## Tâches à réaliser
[1] D'après l'article sur la directive GloBE, lors de quelle réunion la France espérait-elle obtenir un accord sur son texte de compromis ?
[2] Rédigez la suite de l'article sur la directive GloBE à partir de sa dernière phrase.

La lettre gestion des groupes internationaux

Avril 2022

(Faux) départ à l’adoption, par le Conseil de l’Union européenne, de la proposition de directive GloBE

Publié le 8 avril 2022 à 16h17

PwC Société d'Avocats    Temps de lecture 7 minutes

Par Emmanuel Raingeard de la Blétière, avocat associé, PwC Société d’Avocats et Valentin Leroy, PwC Société d’Avocats

La présidence française du Conseil de l’Union européenne, par le truchement du ministre des finances Bruno Le Maire, avait annoncé lors de son premier Conseil Ecofin du 18 janvier 2022 sa volonté d’adopter, en priorité, le projet de directive relative à la mise en place d’un niveau minimum d’imposition mondial pour les groupes multinationaux dans l’Union. Ce projet entend assurer une mise en œuvre ordonnée, dans les 27 Etats membres, du Modèle de Règles GloBE publié par l’OCDE/Cadre inclusif tout en assurant sa compatibilité avec les libertés fondamentales. Malgré un agenda chargé et bousculé par la guerre en Ukraine, cette proposition a fait l’objet d’intenses discussions, entre les délégations, au sein des groupes du travail du Conseil Ecofin au cours des derniers mois au point que la France espérait dégager, à l’occasion de la réunion du 15 mars 2022, un accord (orientation générale) sur son texte de compromis. Tel ne fut pas le cas.

## Items répertoriés
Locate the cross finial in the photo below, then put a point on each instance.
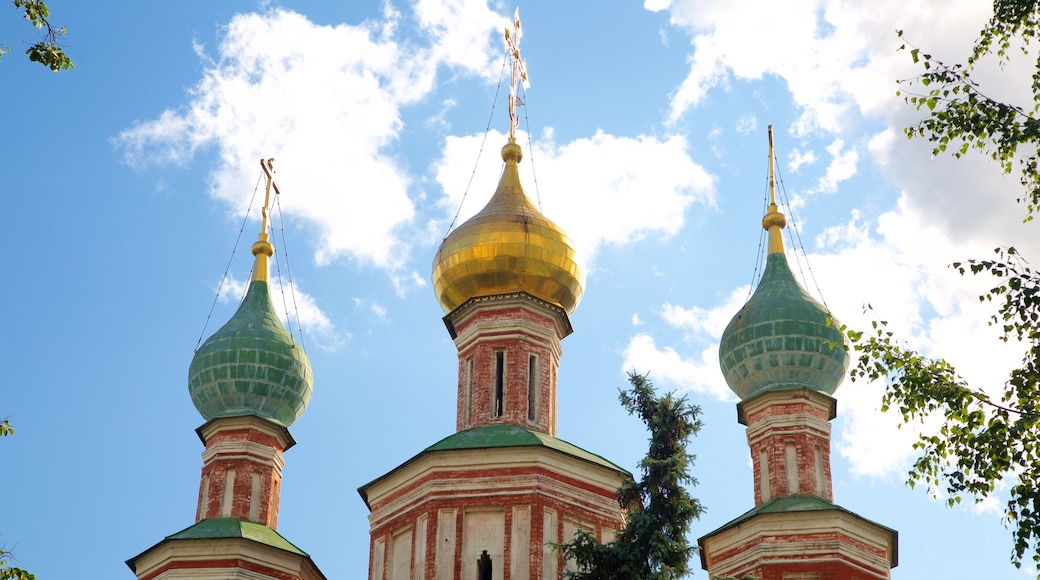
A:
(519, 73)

--

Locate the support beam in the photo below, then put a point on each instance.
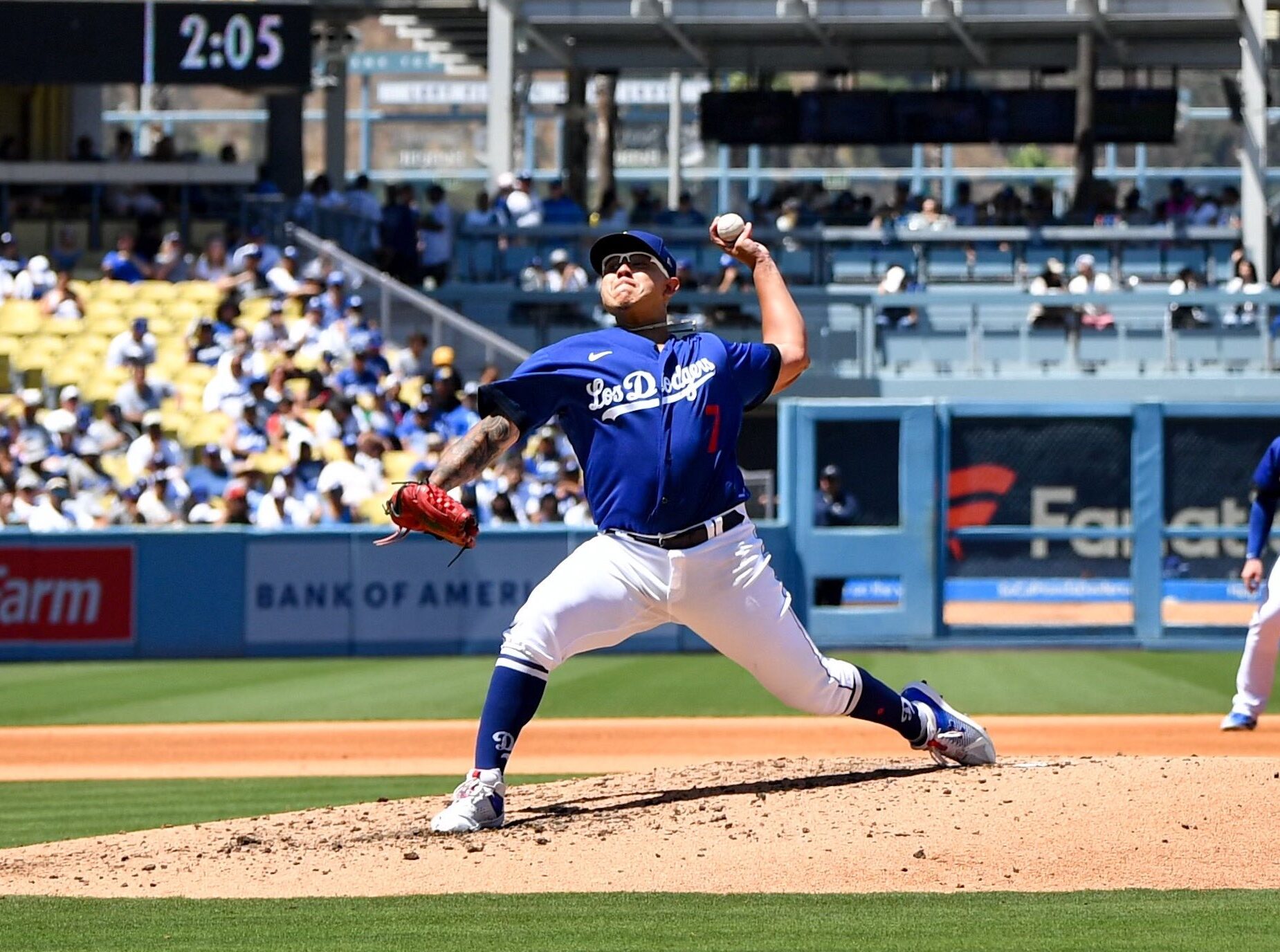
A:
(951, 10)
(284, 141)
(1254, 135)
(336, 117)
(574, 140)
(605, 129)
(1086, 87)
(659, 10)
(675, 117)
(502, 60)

## Réponses par tâche
[1] Lors de la réunion du 15 mars 2022.

[2]
La proposition initiale de la Commission européenne a fait l’objet, en l’état du compromis du 12 mars 2022, de deux types de modification : d’une part, des ajustements techniques ayant pour objet de rapprocher sa rédaction de celle du Modèle de règles de l’OCDE/Cadre inclusif et de clarifier certaines parties (en particulier celles nécessaires à la mise en conformité des règles GloBE au droit de l’Union européenne et celles peu développées par le Modèle OCDE, par exemple en matière d’impôt complémentaire national) ; et d’autre part, des amendements substantiels sans lesquels l’adhésion de plusieurs Etats aurait été impossible.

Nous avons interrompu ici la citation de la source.